TEXT

>> START

SEVEN DAYS IN SPORT: Two starkly different stories made it a Melbourne Cup to remember, says Chief Writer RON REED:
TWO or three weird blokes I know can recite the names of the winning horse, jockey and trainer of every one of the 160 Melbourne Cups. And probably what they all had for breakfast, although that’s probably easy for some of the hoops – nothing.
Leave me out of that contest. I’d struggle to identify the last 10. But a handful do stick in the mind permanently. Of the ones I’ve been privileged enough to be at the track as an eyewitness, they include – in order of impact – Damien Oliver’s emotional tribute to his dead brother on Media Puzzle in 2002, Michelle Payne’s historic triumph on Prince of Penzance in 2015, Makybe Diva completing the unprecedented hat-trick in 2005 and Might and Power’s powerful all-the way demolition job in 1997.
Oh, and Americain in 2010, simply because in a rare departure from the norm I was able to enrich myself in a small way thanks to, well, a connection with the connections which led to a memorable night of celebration.
Like everybody else, I wasn’t at Flemington this week, but I’m prepared to add Twilight Payment to that list of favourites. Why? Because it’s so unusual to see a horse lead virtually from the get-go and challenge the rest to catch me if you can, and a very difficult strategy for even the most experienced jockeys to manage.
When Might And Power did it, it wasn’t all that surprising. He had done the same thing in the Caulfield Cup where he won by more than seven lengths in course record time, ensuring he started favourite at Flemington. There, he and old hand Jimmy Cassidy prevailed by the proverbial bee’s, with Greg Hall believing he had got Doriemus home right on the line and celebrating prematurely.
This time, Jye McNeil had a fair bit more to spare, which was impressive given the experts had declared this to be the best Cup field in recent memory, maybe ever. And in asserting that, they weren’t really focusing on the moderately-known Twilight Payment, an elderly eight-year-old gelding from Ireland who had finished midfield the previous year, described by one of his owners as “a cog below” the more popular contenders, and at long odds of better than 25-1.
In that field, all things considered, this was a winner you couldn’t tip.
Success in the great race is always shared around between the horse, the jockey, the trainer and the owners, some taking more credit than others. For most observers, this one will be remembered as J. McNeil’s defining moment. He is a captivating story. A 25 year old up and comer with a growing reputation, a brand new father, a farm boy from rural Victoria, with a pleasant personality and no obvious tickets on himself. Add the now obvious talent and it is an impressive package.
McNeil’s contribution was the feel-good story of the race – but, regrettably, not the only headline. The death of English Derby winner Anthony Van Dyck was also big news, generating a predictable flood of negative commentary surrounding the unpalatable reality that this was the fifth visiting horse not to survive their participation in the great race in the past eight years.
This is a major public relations problem – although not quite the unmitigated disaster some see it as — for the sport in general, the uncomfortable optics intensified by top rider Kerrin McEvoy copping a large fine and a lengthy suspension for whipping his mount Tiger Moth far too often.
Why all these deaths have happened is something well beyond my extremely limited knowledge of the mechanics of the caper – the Werribee quarantine training facility seems to be the chief suspect – but, to state the very obvious, it is incumbent on those responsible to come up with some sort of solution, just as jumps racing did when it’s unsafe dynamics almost had it banned in Victoria a few years ago.

>> END

DATASET RECORDS
>> START

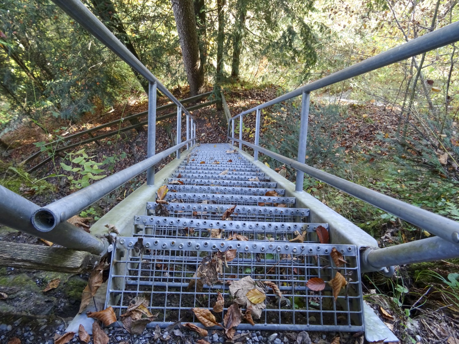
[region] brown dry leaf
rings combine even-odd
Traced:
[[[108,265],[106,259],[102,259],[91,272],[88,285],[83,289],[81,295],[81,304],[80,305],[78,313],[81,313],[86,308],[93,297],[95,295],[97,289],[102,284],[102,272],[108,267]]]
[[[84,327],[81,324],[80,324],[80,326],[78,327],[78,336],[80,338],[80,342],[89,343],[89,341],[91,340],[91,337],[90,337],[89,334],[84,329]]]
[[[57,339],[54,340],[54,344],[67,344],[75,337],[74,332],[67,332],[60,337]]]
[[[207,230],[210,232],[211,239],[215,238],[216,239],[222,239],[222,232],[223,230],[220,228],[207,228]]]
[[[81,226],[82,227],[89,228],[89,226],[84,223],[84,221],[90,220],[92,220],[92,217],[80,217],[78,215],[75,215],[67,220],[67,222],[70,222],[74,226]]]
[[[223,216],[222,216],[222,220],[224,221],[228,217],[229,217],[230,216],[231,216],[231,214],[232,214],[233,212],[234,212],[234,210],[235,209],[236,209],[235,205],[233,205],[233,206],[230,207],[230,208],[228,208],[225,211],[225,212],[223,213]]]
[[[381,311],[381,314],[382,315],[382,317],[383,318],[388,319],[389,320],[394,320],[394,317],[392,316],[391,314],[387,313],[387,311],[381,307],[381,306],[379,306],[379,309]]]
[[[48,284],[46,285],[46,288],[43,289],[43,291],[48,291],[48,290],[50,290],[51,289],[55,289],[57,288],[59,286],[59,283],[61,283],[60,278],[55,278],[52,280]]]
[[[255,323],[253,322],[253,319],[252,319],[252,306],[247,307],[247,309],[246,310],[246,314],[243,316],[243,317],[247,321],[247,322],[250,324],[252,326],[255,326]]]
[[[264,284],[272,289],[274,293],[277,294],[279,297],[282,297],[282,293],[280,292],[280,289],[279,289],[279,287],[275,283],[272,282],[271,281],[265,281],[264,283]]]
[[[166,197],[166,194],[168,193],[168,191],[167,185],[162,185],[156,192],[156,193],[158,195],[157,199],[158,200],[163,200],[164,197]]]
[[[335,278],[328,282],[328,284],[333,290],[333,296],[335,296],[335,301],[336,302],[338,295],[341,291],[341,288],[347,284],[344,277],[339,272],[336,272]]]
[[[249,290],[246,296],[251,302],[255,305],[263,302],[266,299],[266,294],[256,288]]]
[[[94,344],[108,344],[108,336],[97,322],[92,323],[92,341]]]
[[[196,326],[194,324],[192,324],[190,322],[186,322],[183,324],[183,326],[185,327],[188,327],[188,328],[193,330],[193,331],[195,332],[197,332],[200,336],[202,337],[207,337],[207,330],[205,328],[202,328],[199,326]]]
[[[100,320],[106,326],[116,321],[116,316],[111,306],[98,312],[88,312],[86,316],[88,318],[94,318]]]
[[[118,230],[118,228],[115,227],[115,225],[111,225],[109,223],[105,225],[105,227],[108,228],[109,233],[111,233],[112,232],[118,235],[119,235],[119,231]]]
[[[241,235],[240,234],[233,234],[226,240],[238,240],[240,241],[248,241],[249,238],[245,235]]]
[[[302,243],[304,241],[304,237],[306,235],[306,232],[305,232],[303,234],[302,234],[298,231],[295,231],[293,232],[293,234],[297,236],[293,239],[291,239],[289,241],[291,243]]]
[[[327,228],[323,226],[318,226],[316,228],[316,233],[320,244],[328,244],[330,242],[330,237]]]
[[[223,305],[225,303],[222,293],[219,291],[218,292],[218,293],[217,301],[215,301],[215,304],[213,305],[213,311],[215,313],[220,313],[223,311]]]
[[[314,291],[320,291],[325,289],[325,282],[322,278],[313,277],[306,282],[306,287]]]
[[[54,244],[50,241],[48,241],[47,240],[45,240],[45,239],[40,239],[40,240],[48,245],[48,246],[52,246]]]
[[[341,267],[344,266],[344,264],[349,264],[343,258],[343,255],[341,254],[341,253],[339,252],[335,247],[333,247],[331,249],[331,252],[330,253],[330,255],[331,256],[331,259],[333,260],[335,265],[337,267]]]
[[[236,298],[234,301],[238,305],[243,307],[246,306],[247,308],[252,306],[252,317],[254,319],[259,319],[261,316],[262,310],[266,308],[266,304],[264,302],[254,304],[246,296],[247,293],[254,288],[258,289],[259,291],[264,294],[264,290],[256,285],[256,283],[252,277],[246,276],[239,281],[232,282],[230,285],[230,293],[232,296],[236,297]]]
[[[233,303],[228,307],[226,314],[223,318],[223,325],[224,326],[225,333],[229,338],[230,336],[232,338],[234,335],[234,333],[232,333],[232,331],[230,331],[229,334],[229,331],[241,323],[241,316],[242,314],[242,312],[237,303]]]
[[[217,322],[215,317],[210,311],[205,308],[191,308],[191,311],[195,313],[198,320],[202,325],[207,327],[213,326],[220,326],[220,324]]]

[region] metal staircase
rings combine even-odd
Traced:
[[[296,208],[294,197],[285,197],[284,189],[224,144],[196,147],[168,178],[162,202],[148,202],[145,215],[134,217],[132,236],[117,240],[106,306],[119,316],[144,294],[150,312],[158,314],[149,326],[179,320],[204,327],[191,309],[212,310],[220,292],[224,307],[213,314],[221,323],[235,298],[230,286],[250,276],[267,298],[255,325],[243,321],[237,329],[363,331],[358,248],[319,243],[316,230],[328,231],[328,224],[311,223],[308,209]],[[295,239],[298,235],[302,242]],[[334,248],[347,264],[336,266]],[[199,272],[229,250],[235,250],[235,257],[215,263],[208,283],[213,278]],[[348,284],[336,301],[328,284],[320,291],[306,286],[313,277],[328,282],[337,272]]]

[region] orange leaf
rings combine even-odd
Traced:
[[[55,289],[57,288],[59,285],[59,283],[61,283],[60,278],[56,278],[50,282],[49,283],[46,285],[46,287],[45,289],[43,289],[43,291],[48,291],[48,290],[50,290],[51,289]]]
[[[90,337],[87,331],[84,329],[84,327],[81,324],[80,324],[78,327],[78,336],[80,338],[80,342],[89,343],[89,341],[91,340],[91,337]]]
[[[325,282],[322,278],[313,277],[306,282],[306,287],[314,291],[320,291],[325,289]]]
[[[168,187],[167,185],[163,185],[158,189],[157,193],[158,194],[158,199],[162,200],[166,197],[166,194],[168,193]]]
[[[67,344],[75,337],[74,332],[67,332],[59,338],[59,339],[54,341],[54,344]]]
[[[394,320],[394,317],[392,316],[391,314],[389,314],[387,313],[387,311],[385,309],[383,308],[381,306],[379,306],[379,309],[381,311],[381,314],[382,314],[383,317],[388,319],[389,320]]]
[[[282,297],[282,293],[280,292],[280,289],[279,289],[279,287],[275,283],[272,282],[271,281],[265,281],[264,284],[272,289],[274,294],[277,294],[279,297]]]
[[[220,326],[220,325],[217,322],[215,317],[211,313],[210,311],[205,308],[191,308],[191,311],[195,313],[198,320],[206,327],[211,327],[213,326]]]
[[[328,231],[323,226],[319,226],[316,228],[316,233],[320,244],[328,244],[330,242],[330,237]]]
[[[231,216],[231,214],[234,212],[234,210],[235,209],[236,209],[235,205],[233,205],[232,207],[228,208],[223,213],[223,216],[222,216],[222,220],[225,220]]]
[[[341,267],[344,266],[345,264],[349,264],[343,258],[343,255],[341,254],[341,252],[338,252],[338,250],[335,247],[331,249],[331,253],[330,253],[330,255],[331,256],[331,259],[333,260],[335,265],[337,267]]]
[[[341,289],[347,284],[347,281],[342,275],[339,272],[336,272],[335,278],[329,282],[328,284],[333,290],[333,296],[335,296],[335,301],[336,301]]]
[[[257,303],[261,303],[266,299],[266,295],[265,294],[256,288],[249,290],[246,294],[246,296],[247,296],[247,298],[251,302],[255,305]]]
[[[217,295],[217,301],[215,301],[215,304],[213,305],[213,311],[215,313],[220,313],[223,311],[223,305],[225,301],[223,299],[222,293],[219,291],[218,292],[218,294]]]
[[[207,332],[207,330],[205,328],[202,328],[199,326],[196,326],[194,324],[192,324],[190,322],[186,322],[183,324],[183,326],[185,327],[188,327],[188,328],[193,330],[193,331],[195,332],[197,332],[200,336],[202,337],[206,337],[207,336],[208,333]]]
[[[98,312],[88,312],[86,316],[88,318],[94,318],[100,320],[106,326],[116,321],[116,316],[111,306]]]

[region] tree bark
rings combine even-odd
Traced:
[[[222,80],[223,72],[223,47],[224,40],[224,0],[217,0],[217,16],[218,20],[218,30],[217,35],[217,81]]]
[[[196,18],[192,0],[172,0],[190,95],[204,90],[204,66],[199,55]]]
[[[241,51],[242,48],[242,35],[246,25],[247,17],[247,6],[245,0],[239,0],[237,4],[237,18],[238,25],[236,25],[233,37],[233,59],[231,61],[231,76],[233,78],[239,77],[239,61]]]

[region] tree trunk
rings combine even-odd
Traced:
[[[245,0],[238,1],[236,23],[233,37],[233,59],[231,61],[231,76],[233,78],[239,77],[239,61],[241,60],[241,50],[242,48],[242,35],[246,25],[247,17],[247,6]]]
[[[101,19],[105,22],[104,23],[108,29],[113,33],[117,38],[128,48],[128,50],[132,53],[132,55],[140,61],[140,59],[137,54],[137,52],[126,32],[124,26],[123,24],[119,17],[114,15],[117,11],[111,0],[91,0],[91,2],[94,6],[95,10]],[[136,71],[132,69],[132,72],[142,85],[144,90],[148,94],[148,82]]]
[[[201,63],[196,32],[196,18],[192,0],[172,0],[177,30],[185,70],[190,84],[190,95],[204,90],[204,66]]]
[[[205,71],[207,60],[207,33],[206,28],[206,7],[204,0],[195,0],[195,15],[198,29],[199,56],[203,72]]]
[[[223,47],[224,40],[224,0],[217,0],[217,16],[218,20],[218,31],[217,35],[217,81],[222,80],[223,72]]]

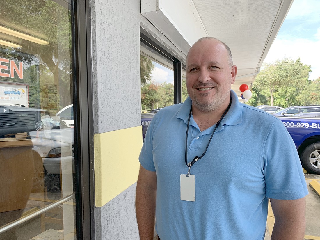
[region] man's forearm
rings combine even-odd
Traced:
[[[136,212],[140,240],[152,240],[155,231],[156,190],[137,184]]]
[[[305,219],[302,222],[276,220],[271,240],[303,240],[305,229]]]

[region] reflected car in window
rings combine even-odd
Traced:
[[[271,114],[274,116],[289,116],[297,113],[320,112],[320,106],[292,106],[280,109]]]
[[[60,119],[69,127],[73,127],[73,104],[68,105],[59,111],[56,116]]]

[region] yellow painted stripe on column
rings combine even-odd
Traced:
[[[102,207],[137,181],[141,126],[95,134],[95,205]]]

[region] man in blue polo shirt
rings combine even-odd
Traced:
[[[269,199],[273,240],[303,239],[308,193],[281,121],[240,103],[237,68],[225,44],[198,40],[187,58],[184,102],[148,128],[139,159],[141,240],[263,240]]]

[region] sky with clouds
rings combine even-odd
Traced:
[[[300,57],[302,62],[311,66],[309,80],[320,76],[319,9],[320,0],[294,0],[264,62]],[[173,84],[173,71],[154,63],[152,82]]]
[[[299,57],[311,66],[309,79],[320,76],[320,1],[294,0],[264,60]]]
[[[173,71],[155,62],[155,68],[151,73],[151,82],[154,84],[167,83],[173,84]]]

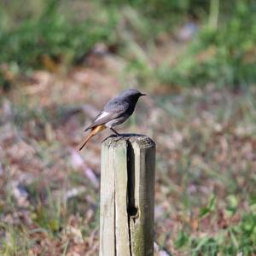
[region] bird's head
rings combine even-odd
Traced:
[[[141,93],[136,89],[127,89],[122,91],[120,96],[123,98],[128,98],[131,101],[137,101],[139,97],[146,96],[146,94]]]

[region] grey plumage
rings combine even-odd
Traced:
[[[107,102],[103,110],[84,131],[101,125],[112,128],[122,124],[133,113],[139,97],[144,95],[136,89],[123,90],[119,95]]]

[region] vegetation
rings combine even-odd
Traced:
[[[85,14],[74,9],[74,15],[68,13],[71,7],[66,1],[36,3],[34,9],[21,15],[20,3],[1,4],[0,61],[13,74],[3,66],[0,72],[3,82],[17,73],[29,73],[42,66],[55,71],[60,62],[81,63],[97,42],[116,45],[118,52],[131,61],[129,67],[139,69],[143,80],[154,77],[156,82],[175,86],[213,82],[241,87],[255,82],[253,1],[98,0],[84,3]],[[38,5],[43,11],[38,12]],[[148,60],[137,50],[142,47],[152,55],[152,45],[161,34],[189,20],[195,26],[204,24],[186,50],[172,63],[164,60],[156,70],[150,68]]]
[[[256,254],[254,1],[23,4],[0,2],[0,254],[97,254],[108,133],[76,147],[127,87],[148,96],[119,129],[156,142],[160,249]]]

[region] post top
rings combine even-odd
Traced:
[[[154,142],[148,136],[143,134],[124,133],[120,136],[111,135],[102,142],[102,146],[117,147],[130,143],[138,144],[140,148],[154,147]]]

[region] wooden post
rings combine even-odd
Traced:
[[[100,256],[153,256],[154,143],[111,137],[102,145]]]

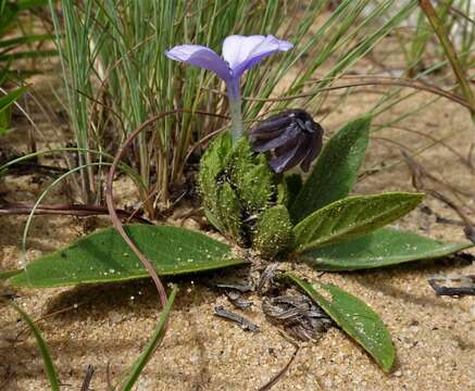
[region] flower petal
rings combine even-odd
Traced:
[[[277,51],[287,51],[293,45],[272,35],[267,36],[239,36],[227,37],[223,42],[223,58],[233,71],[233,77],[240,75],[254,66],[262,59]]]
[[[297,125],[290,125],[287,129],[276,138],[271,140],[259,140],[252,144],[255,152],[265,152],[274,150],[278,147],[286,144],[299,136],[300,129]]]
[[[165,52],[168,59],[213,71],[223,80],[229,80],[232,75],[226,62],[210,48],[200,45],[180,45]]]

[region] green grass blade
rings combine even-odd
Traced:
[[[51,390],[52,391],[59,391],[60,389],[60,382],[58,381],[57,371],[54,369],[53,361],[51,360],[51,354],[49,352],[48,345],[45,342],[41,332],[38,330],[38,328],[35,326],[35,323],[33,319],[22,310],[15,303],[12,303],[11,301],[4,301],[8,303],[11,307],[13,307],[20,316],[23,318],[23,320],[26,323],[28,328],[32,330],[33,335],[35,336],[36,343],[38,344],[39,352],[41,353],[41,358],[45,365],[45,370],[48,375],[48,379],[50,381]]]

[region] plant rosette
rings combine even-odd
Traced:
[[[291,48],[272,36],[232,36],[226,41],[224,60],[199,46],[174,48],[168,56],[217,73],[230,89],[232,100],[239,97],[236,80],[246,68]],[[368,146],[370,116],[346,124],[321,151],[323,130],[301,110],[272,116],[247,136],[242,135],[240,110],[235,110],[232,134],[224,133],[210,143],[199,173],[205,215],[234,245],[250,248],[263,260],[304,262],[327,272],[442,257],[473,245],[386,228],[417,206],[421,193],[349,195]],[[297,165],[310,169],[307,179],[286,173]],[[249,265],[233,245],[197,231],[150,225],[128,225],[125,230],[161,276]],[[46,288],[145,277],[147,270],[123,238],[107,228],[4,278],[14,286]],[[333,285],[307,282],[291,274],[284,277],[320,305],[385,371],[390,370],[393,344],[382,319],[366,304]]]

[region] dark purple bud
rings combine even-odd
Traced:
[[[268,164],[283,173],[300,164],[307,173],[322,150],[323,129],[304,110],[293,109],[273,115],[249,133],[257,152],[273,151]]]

>> END

INSTRUCTION 1
What penalty did Kerrin McEvoy receive for whipping Tiger Moth too often, according to the Melbourne Cup column?
INSTRUCTION 2
Do these statements agree with the Melbourne Cup column? For each, answer yes or no and quote the words of the column that settle it.
(a) The writer was at Flemington for this week's race.
(b) Might and Power won the Caulfield Cup by more than seven lengths.
(c) Twilight Payment had won the race the previous year.

EXERCISE ANSWER 1
A large fine and a lengthy suspension.

EXERCISE ANSWER 2
(a) No: "Like everybody else, I wasn’t at Flemington this week"
(b) Yes: "He had done the same thing in the Caulfield Cup where he won by more than seven lengths in course record time"
(c) No: "had finished midfield the previous year"